Atteindre l’autonomie énergétique dans les DROM à l’horizon 2030, c’est l’ambition portée par la loi Transition énergétique pour la Croissance verte, votée en France en 2015. La Réunion sera le premier territoire à produire en 2024 une énergie « 100 % renouvelable ». Outre le solaire, l’éolien ou l’hydraulique, la bagasse, résidu fibreux de canne à sucre, est aussi une source d’énergie. Explications.

En matière de transition énergétique, il est important de se mettre d’accord sur les termes. Aussi, les Nations Unies définissent les énergies renouvelables comme étant  « des énergies provenant de sources naturelles qui se renouvellent à un rythme supérieur à celui de leur consommation ». On parle donc de l’énergie du soleil, du vent, de l’eau… en opposition aux énergies fossiles : pétrole, gaz et charbon. Et dans ce domaine, l’histoire de La Réunion a été marquée par l’utilisation de ressources naturelles. « L’île était autonome en énergie jusqu’en 1985, grâce aux barrages hydrauliques », détaille Philippe Grammont, directeur de la DEAL, la Direction de l’environnement, de l’aménagement et du logement, à La Réunion. Mais les choses ont changé dès la fin des années 1980 en raison d’un développement rapide de l’île et de l’augmentation exponentielle du nombre d’habitants (de 550 000 environ en 1985 à plus de 863 000 aujourd’hui).

- **ENREGISTREMENTS PRÉSENTÉS**
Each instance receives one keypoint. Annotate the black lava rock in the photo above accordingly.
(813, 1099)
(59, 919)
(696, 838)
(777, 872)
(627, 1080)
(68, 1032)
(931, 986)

- **CONSIGNE 1**
Répondez, s'il vous plaît, à ces questions sur l'extrait :
(a) En quelle année la loi Transition énergétique pour la Croissance verte a-t-elle été votée ?
(b) Selon Philippe Grammont, jusqu'en quelle année l'île était-elle autonome en énergie ?
(c) Quelles énergies fossiles l'extrait énumère-t-il ?
- **CONSIGNE 2**
Réécrivez l'extrait de « Atteindre l’autonomie énergétique » à « source d’énergie. Explications. », en remplaçant « solaire » par « photovoltaïque ».

- **RÉPONSE FINALE 1**
(a) En 2015.
(b) Jusqu'en 1985.
(c) Le pétrole, le gaz et le charbon.

- **RÉPONSE FINALE 2**
Atteindre l’autonomie énergétique dans les DROM à l’horizon 2030, c’est l’ambition portée par la loi Transition énergétique pour la Croissance verte, votée en France en 2015. La Réunion sera le premier territoire à produire en 2024 une énergie « 100 % renouvelable ». Outre le photovoltaïque, l’éolien ou l’hydraulique, la bagasse, résidu fibreux de canne à sucre, est aussi une source d’énergie. Explications.